• _RECORDS PROVIDED_:
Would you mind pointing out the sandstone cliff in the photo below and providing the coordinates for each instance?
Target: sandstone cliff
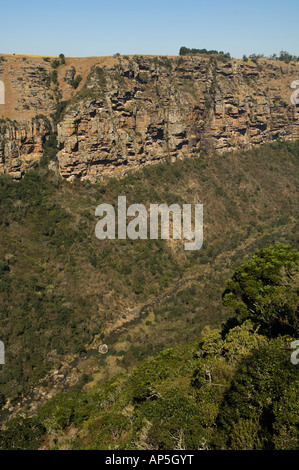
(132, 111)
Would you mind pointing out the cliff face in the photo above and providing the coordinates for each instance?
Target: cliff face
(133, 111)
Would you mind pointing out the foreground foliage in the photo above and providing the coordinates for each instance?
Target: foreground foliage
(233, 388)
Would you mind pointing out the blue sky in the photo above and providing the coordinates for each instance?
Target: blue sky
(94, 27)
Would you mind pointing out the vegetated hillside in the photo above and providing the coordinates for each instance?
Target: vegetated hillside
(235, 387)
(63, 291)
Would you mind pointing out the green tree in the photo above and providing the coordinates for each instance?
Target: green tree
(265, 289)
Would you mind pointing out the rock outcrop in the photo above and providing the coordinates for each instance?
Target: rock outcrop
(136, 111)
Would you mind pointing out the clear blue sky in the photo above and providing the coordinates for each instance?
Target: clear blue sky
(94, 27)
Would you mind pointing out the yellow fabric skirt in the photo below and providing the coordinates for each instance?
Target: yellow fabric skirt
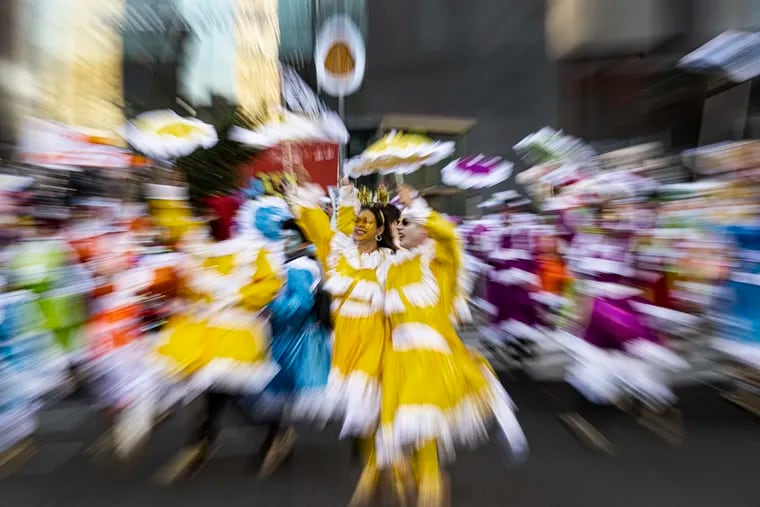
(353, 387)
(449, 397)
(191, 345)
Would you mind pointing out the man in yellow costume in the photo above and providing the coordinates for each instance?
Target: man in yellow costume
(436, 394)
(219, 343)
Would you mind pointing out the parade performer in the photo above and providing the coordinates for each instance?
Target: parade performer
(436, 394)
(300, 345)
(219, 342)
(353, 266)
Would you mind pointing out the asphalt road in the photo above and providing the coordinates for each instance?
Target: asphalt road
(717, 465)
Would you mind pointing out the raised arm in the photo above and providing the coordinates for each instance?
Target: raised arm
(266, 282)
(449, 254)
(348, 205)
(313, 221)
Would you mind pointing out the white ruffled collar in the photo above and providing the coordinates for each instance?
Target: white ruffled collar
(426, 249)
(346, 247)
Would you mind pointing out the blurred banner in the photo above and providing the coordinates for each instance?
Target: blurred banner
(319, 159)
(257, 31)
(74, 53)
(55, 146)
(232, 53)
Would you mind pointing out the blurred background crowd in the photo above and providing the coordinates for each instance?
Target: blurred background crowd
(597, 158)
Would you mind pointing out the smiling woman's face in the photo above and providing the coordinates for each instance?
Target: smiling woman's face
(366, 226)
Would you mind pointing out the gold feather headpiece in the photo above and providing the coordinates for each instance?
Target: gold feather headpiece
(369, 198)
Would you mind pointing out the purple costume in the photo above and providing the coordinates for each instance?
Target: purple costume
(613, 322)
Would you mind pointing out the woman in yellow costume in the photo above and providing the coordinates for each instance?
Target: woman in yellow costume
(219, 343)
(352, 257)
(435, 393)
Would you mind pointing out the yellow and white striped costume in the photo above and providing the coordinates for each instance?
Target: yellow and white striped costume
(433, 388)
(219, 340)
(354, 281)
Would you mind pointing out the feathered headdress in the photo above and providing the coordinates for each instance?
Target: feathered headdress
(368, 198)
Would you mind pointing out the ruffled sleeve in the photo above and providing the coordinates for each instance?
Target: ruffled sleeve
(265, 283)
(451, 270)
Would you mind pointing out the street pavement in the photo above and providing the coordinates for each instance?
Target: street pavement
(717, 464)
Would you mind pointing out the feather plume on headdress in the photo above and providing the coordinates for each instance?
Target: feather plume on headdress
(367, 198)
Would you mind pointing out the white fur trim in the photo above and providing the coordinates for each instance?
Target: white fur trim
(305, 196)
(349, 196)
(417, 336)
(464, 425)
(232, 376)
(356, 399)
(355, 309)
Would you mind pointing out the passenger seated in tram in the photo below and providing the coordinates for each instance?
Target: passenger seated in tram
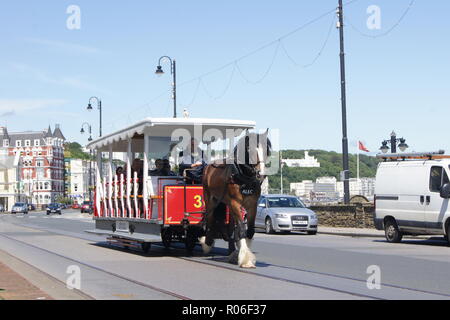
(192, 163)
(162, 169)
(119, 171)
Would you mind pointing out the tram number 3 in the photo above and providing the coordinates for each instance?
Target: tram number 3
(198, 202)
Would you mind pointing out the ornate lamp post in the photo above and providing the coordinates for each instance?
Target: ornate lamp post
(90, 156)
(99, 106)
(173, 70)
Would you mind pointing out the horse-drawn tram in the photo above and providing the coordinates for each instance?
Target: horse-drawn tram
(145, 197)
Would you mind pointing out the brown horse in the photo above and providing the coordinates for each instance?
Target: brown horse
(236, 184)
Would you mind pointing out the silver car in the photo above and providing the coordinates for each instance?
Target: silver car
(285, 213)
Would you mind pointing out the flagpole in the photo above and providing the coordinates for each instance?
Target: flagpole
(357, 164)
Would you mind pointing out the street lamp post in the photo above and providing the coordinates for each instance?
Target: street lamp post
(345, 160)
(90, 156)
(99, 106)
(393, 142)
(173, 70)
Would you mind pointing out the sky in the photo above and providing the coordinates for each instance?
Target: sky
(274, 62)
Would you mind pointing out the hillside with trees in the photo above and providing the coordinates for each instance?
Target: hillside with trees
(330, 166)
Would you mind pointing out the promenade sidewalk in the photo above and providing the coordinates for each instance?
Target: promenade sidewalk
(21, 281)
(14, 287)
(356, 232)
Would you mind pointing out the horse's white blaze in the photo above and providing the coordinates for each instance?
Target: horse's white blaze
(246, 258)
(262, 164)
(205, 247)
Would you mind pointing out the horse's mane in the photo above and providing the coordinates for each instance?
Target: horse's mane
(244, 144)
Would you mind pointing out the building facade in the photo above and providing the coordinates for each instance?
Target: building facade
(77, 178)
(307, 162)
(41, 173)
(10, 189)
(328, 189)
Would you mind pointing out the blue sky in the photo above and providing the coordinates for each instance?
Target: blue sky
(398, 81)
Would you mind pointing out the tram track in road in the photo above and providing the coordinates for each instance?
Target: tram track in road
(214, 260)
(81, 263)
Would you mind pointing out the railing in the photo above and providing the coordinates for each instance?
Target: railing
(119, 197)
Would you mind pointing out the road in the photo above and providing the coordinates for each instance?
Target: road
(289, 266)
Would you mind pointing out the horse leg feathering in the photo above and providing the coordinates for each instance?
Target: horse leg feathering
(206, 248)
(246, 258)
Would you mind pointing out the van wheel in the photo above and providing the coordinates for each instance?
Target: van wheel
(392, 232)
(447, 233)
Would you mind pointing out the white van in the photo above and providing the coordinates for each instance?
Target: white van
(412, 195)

• _TRY IT_: Using the data above, return each line that includes the word "below".

• _WRITTEN RESPONSE_:
Would you mind pointing out the sandstone cliff in the photo below and providing the coordinates for each instance?
Would you mind pointing out the yellow fabric skirt in the photo below and providing the coordinates for each instance?
Would you mind pointing out the passenger seated in tram in the photo below and providing the coordinates for each instance?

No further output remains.